Trascrivi senza modifiche, dal brano sulle difficoltà dei giovani del PD, il tratto che va da "I problemi non" fino a "versi anche inverosimili.".

Brano selezionato:
————————

I guai dei “giovani “ del PD
Che il Pd sia un partito in difficoltà, il Paese se ne è oramai accorto.
I problemi non riguardano solo l’inadeguatezza a fronteggiare i partiti avversari e il Governo ma anche e soprattutto le tante tensioni interne, talmente evidenti da ritenerle per alcuni versi anche inverosimili.
Una di queste è il continuo rinvio del congresso dei giovani PD. L’ultimo congresso “giovanile” risale ai tempi in cui Nicola Zingaretti era segretario nazionale, subito dopo il COVID. Il Congresso fu un bagno di sangue, una lotta fratricida che aveva dilaniato dall’interno il partito. I “vecchi” erano entrati a gamba tesa nel congresso dei “giovani” sponsorizzando l’uno o l’altro candidato per ogni poltrona messo in campo. Alla fine nessun segretario giovanile fu eletto. Per mesi e mesi, si contarono e si ricontarono le schede, non senza che venissero presentati ricorsi alla commissione di garanzia. Ancora oggi sono ricordati gli infiniti “scontri” protrattasi fino a notte fonda durante i concitati incontri alla Segretaria nazionale.

————————

Dati forniti:
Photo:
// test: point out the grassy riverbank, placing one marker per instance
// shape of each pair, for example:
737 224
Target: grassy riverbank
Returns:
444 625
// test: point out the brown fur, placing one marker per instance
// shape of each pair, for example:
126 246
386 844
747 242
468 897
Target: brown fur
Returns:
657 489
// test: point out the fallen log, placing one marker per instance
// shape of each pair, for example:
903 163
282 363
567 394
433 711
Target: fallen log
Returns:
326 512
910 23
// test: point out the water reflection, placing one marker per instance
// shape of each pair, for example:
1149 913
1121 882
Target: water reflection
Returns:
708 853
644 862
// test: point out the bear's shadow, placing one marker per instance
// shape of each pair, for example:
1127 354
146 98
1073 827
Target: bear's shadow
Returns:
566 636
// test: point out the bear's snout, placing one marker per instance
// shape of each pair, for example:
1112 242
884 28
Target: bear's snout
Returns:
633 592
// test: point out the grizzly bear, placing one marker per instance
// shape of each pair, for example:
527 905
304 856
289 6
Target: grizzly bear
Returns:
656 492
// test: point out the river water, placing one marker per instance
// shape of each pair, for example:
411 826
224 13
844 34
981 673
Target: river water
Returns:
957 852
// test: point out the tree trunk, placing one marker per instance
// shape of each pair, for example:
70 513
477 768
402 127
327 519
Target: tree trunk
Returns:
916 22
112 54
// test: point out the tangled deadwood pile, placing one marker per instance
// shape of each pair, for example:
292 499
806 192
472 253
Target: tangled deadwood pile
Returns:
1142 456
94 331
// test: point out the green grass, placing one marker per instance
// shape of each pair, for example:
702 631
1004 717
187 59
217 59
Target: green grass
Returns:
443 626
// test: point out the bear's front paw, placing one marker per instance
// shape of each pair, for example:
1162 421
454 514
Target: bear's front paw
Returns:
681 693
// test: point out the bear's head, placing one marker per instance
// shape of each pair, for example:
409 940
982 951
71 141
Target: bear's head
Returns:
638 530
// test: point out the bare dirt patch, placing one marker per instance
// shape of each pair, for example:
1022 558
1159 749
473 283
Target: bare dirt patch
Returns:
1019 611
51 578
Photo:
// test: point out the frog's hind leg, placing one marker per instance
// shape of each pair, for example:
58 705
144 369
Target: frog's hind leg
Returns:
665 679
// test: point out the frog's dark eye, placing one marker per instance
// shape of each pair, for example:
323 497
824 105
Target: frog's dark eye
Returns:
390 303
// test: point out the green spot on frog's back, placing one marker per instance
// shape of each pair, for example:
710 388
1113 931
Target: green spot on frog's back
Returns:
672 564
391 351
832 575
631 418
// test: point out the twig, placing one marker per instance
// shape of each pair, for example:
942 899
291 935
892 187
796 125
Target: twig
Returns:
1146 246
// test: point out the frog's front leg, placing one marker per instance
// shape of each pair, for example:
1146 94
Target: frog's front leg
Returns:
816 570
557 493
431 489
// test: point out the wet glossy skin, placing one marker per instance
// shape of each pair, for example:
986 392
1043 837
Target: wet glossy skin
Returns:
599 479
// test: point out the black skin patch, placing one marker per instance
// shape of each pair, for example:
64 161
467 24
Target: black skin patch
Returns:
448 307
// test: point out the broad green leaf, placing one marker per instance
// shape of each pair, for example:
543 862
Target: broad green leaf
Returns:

————————

Risposta al compito:
I problemi non riguardano solo l’inadeguatezza a fronteggiare i partiti avversari e il Governo ma anche e soprattutto le tante tensioni interne, talmente evidenti da ritenerle per alcuni versi anche inverosimili.